▶ COMPLETE THE FOLLOWING
A – List every word in the post about Jasper at gymboree that is written entirely in capital letters.
B – Echo the passage of the post about Jasper at gymboree starting at "For those of" and ending at "else was doing!".

▶ TEXT SEGMENT
• • • • • • •

Coming Out of His Shell..

shy guy

For those of you that have been reading for a while, you may remember that Jasper has a bit of a shy streak.. ok, a BIG shy streak. Or maybe it’s more of an independent “I don’t do what I’m asked” or participate in group activities kind of attitude (or just Jasper being Jasper = difficult!).   It was most obvious when we were at gymboree and he would practically CLING to me the entire time, and when he did run off and play it was never to do any of the guided activities, or -god forbid- to tap the airlog like everyone else was doing!

It’s taken him three semesters to slowly warm up to the whole thing, only this past semester has he deigned to tap the airlog or go under the parachute but he still steadfastly refused to ride ON the parachute.. until yesterday!

One of the other moms was commenting on how much he’d come out of his shell the past few weeks and I said we would know he had really improved if he ever rode the parachute.. and then, as if to prove me wrong he climbed on the parachute and went for the ride without so much as a whine!

• • • • • • •

▶ EXTRACTED DATA

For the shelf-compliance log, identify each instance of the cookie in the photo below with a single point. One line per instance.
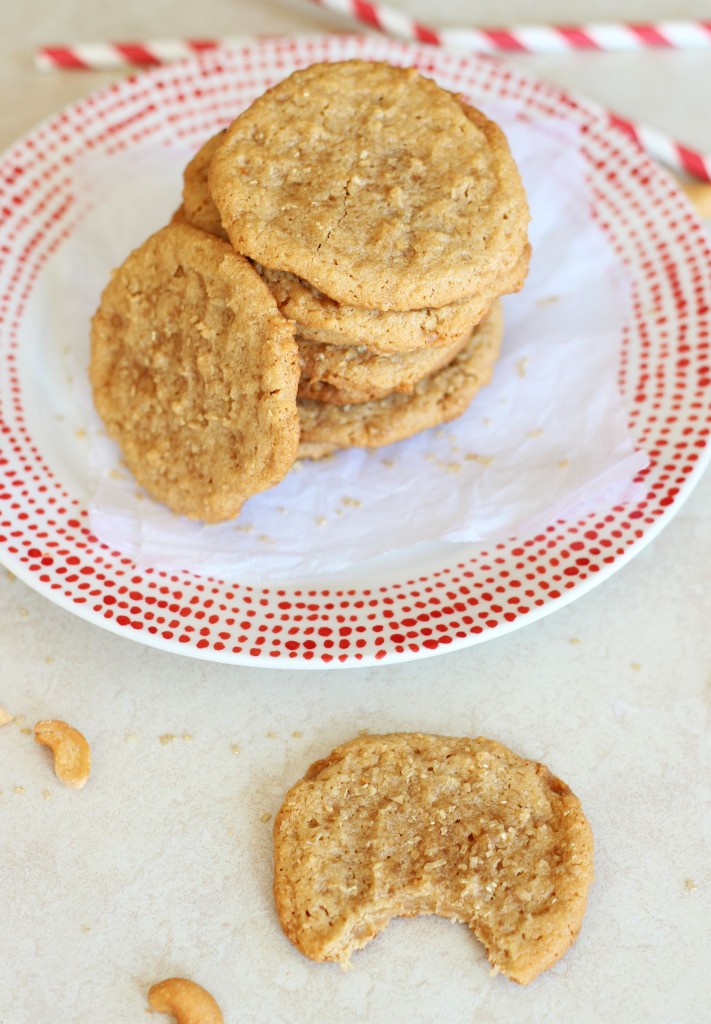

• • • • • • •

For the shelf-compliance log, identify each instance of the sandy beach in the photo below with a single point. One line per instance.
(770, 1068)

• • • • • • •

▶ SOLUTIONS TO THE PROBLEMS
A – BIG, CLING, ON

B –
For those of you that have been reading for a while, you may remember that Jasper has a bit of a shy streak.. ok, a BIG shy streak. Or maybe it’s more of an independent “I don’t do what I’m asked” or participate in group activities kind of attitude (or just Jasper being Jasper = difficult!).   It was most obvious when we were at gymboree and he would practically CLING to me the entire time, and when he did run off and play it was never to do any of the guided activities, or -god forbid- to tap the airlog like everyone else was doing!